Point-per-instance localization data
• • • •
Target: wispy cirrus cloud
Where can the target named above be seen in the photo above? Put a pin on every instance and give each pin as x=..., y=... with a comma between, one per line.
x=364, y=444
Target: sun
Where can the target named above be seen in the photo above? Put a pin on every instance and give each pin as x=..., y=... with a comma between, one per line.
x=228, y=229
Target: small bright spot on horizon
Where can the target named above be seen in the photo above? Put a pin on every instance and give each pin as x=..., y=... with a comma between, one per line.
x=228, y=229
• • • •
[What you will do]:
Quote the records from their first line to the line with "Target: sun", inclusive, without adding or dropping anything.

[Answer below]:
Target: wispy cirrus cloud
Where can the target named above be seen in the photo above? Put a pin on every instance and give each pin as x=..., y=... with a comma between, one per line.
x=364, y=444
Target: sun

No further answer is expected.